### Try it
Copy the lines below word for word, starting with the very first one and ending with the line that contains "negative clicks: (363, 280) (158, 395)", including both of those lines. Give only that part.

### Material shown
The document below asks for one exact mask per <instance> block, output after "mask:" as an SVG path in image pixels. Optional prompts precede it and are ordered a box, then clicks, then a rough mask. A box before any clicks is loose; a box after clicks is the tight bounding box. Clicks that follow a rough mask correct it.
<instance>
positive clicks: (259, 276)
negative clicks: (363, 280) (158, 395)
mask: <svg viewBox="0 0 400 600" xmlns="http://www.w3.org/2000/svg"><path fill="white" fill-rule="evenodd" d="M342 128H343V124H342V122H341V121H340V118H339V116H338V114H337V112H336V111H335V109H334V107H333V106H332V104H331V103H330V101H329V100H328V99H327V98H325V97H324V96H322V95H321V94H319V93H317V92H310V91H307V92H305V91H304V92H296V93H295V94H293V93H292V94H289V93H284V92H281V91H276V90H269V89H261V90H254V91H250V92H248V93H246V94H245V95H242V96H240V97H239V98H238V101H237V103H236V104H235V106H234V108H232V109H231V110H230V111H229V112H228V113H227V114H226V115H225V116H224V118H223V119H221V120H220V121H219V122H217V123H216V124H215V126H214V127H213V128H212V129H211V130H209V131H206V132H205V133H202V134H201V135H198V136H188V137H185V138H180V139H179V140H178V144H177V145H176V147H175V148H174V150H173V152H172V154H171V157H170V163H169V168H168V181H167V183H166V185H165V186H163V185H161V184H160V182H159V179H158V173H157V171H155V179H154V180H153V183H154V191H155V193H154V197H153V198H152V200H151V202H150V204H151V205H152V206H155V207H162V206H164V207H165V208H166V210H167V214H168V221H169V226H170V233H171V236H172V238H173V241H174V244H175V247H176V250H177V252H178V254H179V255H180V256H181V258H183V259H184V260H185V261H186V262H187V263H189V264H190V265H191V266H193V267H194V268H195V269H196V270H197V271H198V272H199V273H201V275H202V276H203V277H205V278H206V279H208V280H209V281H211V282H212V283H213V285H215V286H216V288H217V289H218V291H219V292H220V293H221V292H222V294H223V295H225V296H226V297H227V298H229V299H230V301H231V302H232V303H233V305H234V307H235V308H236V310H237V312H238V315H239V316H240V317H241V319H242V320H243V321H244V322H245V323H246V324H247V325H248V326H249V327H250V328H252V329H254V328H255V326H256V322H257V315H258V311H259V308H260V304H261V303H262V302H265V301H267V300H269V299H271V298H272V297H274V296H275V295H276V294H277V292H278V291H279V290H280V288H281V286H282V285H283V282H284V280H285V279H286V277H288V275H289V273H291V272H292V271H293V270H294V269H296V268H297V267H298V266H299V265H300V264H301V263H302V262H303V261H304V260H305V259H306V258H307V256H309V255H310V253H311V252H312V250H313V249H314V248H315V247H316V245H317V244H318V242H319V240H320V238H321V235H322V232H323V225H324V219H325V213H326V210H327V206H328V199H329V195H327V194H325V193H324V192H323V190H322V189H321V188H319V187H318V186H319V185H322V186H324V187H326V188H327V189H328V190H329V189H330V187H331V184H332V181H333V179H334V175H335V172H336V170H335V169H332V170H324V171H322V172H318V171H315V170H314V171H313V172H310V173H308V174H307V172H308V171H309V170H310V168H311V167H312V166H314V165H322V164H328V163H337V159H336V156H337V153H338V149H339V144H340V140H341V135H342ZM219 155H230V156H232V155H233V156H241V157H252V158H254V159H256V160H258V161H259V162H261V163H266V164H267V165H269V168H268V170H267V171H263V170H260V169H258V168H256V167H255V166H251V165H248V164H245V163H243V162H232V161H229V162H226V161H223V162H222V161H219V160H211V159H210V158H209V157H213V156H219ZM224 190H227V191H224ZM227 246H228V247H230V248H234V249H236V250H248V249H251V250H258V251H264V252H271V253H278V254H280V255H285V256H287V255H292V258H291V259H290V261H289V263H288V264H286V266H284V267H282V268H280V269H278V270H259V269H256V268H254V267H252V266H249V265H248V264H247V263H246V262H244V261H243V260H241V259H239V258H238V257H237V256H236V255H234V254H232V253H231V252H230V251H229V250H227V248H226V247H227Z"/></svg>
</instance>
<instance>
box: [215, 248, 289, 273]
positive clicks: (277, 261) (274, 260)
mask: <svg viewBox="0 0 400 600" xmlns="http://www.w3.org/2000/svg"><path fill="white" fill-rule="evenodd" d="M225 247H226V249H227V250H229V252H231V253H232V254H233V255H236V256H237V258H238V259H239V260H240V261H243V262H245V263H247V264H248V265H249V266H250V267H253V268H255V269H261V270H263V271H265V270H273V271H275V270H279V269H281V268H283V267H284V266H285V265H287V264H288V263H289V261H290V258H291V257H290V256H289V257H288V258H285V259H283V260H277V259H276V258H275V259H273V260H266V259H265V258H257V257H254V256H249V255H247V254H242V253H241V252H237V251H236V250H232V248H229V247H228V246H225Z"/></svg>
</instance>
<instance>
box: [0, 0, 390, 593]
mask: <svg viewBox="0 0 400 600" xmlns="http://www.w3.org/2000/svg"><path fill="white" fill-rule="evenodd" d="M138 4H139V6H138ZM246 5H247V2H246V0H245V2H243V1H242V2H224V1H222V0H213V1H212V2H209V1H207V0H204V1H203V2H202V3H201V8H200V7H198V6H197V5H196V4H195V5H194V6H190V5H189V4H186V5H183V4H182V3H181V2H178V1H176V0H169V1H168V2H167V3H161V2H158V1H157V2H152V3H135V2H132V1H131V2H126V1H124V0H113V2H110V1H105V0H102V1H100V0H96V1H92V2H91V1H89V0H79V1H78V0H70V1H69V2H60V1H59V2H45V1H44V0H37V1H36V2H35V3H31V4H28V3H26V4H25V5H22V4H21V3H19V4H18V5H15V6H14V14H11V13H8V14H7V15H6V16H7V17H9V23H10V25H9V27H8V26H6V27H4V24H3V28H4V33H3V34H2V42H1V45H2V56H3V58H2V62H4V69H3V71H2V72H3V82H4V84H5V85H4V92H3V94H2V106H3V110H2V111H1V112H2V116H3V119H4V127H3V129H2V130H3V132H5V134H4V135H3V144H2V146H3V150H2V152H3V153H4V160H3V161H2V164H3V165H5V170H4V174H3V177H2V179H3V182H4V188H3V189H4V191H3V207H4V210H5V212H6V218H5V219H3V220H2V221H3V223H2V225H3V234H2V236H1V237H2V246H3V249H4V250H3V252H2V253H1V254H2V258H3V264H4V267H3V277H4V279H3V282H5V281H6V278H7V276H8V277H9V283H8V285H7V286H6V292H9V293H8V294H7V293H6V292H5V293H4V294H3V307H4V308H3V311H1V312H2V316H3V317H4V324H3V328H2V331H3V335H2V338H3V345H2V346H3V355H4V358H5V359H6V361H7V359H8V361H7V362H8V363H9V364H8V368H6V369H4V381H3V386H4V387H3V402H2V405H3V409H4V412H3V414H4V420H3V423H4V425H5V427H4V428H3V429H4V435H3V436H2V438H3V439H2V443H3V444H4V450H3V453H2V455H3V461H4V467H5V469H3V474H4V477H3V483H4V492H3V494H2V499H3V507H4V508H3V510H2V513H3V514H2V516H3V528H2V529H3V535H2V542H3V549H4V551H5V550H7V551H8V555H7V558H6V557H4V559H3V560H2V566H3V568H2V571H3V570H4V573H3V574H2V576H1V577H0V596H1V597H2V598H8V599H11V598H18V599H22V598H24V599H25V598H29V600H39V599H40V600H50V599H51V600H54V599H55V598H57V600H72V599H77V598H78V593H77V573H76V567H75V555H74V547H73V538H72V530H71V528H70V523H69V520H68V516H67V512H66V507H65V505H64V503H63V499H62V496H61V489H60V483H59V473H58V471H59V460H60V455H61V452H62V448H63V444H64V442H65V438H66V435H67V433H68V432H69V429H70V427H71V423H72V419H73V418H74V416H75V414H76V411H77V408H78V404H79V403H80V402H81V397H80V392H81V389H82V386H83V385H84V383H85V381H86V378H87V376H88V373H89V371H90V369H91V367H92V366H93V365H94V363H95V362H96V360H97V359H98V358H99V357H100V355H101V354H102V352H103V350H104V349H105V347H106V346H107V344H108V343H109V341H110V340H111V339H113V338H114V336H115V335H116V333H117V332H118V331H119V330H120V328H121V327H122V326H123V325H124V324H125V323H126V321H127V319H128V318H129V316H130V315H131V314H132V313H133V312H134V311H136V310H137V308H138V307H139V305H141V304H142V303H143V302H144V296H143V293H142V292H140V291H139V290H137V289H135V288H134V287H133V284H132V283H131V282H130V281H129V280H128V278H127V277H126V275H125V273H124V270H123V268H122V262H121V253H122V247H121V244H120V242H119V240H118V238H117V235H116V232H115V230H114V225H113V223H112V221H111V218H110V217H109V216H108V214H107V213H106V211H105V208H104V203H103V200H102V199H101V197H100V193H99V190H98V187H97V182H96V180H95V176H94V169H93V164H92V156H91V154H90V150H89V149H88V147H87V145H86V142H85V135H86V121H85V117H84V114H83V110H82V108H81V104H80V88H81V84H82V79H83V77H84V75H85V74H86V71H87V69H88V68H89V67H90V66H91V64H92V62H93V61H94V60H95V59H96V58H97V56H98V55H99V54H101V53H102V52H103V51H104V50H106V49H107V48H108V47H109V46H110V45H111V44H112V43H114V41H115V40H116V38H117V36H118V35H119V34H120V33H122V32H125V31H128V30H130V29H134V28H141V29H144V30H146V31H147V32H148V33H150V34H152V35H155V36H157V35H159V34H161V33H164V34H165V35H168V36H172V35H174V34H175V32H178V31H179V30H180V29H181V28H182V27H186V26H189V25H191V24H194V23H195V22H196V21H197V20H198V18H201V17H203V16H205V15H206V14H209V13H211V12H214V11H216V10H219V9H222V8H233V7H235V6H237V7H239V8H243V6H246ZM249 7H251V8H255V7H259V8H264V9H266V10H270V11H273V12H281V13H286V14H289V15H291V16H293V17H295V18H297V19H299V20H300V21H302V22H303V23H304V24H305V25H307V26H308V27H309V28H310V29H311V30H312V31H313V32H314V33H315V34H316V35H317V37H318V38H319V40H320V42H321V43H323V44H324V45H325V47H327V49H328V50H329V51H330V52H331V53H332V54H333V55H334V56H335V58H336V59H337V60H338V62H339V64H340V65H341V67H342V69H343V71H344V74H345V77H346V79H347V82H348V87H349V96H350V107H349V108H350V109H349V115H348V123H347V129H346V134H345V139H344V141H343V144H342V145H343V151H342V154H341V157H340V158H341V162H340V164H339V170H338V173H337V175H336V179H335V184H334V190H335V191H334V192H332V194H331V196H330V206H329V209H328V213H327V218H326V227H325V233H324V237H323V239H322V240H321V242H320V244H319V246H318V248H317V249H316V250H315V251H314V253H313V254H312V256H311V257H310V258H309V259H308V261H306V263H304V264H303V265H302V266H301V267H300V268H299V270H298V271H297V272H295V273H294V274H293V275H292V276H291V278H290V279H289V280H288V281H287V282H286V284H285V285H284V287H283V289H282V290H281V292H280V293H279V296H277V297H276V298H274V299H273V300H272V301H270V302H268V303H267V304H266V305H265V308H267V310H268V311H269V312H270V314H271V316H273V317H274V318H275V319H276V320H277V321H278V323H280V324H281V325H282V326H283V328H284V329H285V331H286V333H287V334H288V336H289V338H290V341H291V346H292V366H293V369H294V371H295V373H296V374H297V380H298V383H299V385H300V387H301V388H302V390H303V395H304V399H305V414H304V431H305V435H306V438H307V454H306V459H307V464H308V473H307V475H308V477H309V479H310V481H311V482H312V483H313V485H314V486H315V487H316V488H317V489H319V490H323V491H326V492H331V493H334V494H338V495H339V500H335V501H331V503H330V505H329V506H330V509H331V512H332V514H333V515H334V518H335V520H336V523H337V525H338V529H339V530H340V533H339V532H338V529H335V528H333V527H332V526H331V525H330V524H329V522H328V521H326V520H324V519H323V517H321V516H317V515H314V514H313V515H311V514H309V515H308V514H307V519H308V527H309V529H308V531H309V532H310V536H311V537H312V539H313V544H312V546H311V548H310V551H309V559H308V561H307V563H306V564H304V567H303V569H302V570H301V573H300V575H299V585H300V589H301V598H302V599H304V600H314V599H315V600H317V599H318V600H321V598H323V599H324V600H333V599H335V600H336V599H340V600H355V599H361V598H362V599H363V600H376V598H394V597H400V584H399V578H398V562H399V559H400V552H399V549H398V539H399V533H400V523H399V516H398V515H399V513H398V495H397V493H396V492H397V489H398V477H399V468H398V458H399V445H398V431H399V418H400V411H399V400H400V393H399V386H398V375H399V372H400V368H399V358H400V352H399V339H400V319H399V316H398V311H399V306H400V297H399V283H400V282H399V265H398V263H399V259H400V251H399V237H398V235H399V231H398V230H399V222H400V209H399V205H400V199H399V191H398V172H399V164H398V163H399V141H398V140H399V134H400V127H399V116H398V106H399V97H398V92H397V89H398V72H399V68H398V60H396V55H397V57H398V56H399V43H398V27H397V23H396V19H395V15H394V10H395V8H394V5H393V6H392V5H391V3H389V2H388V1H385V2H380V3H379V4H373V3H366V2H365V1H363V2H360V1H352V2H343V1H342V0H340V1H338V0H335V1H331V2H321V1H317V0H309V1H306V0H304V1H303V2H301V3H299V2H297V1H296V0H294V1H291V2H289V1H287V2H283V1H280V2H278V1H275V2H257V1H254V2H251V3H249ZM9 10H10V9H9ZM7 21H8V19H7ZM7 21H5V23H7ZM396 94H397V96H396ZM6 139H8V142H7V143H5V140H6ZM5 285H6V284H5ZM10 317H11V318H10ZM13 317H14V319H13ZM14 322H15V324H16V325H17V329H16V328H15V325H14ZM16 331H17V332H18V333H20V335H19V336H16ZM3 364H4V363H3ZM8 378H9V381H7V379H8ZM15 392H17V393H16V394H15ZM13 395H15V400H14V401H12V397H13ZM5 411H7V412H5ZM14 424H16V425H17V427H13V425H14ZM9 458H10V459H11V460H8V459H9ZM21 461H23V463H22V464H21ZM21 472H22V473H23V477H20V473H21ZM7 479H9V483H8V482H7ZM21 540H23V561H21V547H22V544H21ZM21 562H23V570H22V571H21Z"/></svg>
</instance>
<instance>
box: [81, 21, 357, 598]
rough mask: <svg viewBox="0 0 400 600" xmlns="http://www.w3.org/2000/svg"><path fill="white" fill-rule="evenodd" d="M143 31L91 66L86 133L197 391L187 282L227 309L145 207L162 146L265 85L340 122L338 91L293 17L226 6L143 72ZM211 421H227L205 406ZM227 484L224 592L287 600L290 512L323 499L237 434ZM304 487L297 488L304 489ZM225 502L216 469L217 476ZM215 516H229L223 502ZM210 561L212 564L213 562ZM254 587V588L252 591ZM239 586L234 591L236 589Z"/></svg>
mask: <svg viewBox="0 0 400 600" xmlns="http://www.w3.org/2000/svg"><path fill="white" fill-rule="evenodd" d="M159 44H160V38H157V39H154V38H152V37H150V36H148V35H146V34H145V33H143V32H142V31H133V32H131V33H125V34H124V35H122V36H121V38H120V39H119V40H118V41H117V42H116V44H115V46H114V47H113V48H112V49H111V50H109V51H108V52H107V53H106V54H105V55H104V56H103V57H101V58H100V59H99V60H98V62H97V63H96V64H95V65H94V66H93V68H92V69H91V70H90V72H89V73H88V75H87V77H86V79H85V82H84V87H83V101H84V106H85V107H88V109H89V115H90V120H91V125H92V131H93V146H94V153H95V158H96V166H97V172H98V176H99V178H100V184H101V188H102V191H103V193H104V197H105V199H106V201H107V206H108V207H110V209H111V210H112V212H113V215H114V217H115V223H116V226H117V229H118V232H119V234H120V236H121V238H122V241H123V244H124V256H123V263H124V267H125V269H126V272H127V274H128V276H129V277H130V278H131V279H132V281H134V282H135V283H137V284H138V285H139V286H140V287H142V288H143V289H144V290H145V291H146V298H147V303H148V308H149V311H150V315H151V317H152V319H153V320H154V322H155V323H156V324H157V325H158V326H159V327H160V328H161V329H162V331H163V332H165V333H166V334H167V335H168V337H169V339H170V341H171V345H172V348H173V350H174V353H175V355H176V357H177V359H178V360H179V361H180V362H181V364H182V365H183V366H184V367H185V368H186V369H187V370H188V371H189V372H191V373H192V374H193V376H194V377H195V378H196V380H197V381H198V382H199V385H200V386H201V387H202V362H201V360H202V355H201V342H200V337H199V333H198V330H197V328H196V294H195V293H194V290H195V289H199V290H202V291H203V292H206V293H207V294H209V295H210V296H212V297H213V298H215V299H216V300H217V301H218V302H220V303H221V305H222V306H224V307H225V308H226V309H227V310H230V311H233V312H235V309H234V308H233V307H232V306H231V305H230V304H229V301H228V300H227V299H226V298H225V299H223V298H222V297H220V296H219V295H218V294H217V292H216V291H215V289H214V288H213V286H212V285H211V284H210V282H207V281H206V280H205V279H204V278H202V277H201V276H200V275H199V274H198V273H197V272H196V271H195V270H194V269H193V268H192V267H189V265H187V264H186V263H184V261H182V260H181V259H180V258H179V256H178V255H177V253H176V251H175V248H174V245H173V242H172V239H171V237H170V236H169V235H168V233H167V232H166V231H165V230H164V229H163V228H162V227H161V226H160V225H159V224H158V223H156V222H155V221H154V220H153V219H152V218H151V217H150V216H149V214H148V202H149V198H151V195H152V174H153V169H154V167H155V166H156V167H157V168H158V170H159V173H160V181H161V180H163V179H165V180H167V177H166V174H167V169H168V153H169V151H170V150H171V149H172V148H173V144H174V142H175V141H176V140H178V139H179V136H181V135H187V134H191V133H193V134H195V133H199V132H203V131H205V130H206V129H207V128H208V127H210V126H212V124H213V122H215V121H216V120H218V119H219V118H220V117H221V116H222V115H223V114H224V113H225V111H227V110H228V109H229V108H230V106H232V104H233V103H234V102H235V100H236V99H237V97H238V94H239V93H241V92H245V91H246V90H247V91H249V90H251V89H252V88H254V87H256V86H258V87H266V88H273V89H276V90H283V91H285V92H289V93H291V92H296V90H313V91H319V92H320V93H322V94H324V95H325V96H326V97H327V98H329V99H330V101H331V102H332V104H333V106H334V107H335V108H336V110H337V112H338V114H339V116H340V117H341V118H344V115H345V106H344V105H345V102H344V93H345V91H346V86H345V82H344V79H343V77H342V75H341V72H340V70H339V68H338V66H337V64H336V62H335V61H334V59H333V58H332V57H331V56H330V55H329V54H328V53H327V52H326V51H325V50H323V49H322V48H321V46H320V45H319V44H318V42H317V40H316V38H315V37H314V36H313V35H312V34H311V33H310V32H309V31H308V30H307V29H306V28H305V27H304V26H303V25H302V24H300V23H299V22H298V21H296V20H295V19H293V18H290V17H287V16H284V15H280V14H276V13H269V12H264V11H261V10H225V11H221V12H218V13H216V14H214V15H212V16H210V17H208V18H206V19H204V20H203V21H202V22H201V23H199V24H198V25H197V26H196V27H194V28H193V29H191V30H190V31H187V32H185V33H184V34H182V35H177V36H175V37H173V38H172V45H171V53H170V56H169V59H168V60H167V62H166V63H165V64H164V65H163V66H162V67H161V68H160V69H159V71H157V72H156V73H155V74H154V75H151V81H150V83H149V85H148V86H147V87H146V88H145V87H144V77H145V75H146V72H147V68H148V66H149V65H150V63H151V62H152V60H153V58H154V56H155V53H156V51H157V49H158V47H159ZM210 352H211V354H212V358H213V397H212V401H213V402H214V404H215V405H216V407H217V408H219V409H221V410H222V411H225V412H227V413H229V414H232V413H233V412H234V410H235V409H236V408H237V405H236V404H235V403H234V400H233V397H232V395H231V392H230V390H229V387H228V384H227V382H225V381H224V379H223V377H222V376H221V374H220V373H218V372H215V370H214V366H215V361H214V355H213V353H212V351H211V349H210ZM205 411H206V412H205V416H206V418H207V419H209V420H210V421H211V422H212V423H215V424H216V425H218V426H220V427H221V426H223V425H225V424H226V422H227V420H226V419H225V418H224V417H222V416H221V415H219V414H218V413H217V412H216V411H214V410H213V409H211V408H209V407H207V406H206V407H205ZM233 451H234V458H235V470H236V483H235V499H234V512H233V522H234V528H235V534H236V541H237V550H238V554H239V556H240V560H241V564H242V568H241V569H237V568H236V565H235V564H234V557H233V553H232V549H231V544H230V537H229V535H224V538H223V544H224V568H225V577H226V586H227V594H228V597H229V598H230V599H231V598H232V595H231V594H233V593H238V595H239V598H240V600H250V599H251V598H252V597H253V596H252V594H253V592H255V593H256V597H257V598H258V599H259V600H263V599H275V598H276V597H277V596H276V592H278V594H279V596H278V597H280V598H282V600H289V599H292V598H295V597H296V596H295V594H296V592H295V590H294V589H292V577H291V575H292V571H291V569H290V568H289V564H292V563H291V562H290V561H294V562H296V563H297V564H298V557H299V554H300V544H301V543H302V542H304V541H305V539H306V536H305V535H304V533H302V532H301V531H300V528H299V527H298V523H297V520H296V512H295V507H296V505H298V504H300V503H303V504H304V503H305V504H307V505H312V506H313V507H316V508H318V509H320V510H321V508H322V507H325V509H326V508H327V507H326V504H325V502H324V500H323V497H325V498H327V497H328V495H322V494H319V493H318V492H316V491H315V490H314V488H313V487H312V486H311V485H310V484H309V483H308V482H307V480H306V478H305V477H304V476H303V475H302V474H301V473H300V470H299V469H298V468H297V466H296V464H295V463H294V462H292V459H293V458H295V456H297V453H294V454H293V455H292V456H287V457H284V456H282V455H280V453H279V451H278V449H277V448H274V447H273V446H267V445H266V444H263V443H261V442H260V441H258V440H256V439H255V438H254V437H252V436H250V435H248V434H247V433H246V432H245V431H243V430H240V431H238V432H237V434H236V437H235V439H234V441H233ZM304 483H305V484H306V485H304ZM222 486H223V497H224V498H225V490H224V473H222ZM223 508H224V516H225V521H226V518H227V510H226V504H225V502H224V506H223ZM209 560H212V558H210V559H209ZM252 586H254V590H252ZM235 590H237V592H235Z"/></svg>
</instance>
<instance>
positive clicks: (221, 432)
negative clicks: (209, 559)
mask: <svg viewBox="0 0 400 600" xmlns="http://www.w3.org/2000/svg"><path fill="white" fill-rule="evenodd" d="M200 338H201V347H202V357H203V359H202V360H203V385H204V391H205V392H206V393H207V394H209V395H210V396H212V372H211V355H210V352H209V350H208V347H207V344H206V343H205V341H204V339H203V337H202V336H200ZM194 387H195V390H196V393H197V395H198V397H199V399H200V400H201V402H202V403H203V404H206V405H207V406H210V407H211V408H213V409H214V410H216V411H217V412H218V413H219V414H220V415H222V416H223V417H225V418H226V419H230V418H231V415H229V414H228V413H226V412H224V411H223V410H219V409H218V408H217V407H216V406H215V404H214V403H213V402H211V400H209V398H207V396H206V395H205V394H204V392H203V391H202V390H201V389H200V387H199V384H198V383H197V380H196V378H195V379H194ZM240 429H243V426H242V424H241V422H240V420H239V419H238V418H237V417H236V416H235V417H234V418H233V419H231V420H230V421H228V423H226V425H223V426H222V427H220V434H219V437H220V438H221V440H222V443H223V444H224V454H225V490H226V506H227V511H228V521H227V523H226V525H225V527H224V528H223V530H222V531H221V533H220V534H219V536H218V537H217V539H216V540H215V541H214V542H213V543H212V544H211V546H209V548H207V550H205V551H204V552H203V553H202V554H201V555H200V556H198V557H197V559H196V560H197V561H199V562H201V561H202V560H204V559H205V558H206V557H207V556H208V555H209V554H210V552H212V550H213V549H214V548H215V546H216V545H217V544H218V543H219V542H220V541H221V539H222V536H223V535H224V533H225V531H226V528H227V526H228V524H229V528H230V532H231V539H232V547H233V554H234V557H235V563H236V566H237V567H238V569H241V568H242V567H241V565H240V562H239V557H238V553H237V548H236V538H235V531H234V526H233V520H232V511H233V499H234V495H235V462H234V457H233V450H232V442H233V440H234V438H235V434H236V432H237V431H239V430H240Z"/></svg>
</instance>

### Answer section
The document below asks for one exact mask per <instance> block, output after "mask:" as an SVG path in image pixels. Optional prompts precede it and are ordered a box, then clicks, then a rough mask. A box before any clicks is loose; a box after clicks is the tight bounding box. Clicks that follow a rough mask correct it.
<instance>
positive clicks: (259, 276)
negative clicks: (363, 280) (158, 395)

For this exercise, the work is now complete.